» Votre consigne: Pouvez-vous extraire mot pour mot, du texte sur les nanotubes TNT, le passage allant de « Face aux conséquences » à « la même occasion. » ?

» Extrait de texte:
Une voie directe de propagation virale
Les TNT sont de minuscules tunnels, de quelques dizaines de nanomètres de diamètre, qui permettent à au moins deux cellules d’échanger des ions, des organites entiers… et même des virus ! En 2016, l’équipe de Chiara Zurzolo avait montré que les TNT jouaient même un rôle dans la propagation intercellulaire des protéines amyloïdes pathogènes impliquées dans les maladies d’Alzheimer et de Parkinson. Les chercheurs n’ont cessé d’étudier le fonctionnement de ces nanotubes depuis lors, afin d’éclaircir leur implication dans la propagation de certains virus et bactéries dans l’organisme.
Face aux conséquences neurologiques d’une infection au SARS-CoV-2, ils ont ainsi émis l’hypothèse que le virus pourrait aussi utiliser les TNT pour se propager des cellules permissives aux cellules moins permissives (dépourvues du récepteur membranaire ACE2) — et échapper à la surveillance immunitaire par la même occasion.

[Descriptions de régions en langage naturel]
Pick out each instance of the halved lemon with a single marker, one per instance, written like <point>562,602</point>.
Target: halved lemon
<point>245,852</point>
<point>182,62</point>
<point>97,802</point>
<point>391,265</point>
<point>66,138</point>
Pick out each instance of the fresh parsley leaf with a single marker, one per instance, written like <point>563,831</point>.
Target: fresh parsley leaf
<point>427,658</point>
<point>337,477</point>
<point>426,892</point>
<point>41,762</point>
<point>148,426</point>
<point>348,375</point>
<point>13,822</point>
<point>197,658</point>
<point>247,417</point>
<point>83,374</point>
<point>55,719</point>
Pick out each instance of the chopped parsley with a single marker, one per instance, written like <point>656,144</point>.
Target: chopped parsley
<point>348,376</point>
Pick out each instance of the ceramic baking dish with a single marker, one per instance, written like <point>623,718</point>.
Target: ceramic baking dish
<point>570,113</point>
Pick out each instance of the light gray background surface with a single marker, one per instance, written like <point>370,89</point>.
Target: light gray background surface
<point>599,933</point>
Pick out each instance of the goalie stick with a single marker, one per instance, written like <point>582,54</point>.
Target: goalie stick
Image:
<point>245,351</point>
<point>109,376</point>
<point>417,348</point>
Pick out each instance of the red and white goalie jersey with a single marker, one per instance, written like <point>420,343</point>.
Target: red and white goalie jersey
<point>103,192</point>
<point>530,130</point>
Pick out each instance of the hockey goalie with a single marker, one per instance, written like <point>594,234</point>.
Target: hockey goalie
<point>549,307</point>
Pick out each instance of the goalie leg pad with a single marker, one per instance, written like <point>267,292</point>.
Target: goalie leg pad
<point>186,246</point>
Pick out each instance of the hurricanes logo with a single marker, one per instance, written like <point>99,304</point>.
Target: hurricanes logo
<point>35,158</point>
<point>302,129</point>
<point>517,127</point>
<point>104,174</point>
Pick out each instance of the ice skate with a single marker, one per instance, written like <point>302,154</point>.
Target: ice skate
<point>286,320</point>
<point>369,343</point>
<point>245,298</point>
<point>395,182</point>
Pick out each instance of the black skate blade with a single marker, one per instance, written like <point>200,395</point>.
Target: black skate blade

» Réponse rédigée:
Face aux conséquences neurologiques d’une infection au SARS-CoV-2, ils ont ainsi émis l’hypothèse que le virus pourrait aussi utiliser les TNT pour se propager des cellules permissives aux cellules moins permissives (dépourvues du récepteur membranaire ACE2) — et échapper à la surveillance immunitaire par la même occasion.